● PROBLEMS TO SOLVE
**a.** In the court opinion below, list each ground for dismissal that the quoted provision of 28 U.S.C. § 1915(g) names for a prisoner's prior actions or appeals.
**b.** Write a continuation of the court opinion below, starting right after its final sentence.

● EXCERPT TO READ
....

United States District Court, E.D. Texas, Tyler Division
Jun 27, 2023
Civil Action 6:23cv316 (E.D. Tex. Jun. 27, 2023)

Opinion

Civil Action 6:23cv316

06-27-2023

LARRY COLEMAN HICKS #2270069 v. BRIAN COLLIER, et al.


REPORT AND RECOMMENDATION OF THE UNITED STATES MAGISTRATE JUDGE

K. NICOLE MITCHELL, UNITED STATES MAGISTRATE JUDGE

Larry Coleman, a prisoner of the Texas Department of Criminal Justice (TDCJ) proceeding pro se, filed this civil lawsuit without paying the filing fee and presumably seeks to proceed in forma pauperis (IFP). The case was referred to the undersigned for findings of fact, conclusions of law, and recommendations for the disposition of the case.

Title 28 U.S.C. § 1915(g), added by Act of Congress on April 26, 1996, as part of the Prison Litigation Reform Act, provides the following:

In no event shall a prisoner bring a civil action or appeal a judgment in a civil action or proceeding under this section if the prisoner has, on three or more prior occasions, while incarcerated or detained in any facility, brought an action or appeal in a court of the United States that was dismissed on the ground that it is frivolous, malicious, or fails to state a claim upon which relief can be granted, unless the prisoner is under imminent danger of serious physical injury.

....

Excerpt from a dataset
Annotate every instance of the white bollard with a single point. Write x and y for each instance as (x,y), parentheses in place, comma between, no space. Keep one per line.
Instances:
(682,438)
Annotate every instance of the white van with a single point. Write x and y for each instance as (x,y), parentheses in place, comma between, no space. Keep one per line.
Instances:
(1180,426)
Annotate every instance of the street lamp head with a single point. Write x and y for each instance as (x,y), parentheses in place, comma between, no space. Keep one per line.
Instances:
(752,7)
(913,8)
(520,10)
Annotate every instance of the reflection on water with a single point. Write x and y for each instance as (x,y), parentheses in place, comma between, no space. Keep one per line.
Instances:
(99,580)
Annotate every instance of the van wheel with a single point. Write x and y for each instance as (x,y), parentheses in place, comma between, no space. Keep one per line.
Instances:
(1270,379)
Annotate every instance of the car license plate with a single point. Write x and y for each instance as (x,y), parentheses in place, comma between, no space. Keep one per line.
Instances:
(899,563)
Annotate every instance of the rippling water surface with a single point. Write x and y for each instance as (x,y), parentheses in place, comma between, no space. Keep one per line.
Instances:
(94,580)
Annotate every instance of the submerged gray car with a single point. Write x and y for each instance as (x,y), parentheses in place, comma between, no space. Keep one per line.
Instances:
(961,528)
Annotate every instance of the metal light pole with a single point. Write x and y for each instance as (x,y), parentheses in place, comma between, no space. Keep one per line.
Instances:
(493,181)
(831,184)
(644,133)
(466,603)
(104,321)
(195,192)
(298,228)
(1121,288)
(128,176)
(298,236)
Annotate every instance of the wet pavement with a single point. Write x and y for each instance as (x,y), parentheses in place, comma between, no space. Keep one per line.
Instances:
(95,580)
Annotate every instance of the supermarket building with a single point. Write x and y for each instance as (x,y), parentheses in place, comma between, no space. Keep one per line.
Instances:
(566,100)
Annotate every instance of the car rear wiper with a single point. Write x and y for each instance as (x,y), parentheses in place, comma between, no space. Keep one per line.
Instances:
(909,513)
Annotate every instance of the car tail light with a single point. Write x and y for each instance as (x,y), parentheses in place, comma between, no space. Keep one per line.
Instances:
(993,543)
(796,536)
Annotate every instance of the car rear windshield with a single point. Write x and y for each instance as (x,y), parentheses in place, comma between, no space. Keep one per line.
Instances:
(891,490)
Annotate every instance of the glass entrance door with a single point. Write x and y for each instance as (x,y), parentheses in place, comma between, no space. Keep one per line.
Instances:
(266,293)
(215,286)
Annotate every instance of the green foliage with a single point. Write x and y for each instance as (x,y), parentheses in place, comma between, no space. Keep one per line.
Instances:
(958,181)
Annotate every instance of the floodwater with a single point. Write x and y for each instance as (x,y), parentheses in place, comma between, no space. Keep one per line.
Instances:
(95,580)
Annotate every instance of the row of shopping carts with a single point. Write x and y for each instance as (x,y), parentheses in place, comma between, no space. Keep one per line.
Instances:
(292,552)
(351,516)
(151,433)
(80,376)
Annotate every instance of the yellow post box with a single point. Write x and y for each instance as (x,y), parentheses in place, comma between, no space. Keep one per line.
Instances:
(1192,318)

....

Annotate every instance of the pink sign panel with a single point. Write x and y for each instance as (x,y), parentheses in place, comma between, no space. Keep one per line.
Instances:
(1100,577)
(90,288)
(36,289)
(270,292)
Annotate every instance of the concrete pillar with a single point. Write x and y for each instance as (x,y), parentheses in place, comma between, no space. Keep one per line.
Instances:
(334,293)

....

● ANSWERS BELOW
**a.**
- Frivolous
- Malicious
- Fails to state a claim upon which relief can be granted

**b.**
Plaintiff has accumulated at least three strikes for the purposes of this statute. See Hicks v. Gentry, No. 6:18cv598 (E.D. Tex. May 15, 2019) (dismissing as repetitive and malicious); Hicks v. Gentry, No. 6:18cv358 (E.D. Tex. Jan. 7, 2019) (dismissing as malicious); Hicks v. Bingham, No. 6:18cv308 (E.D. Tex. Nov. 28, 2018) (dismissing as frivolous and for failure to state a claim); Hicks v. Russell, No. 6:18cv362 (E.D. Tex. Sep. 27, 2018) (dismissing as frivolous and for failure to state a claim). Accordingly, Plaintiff may not proceed with this lawsuit without full payment of the filing fee unless he is in imminent danger of serious physical injury.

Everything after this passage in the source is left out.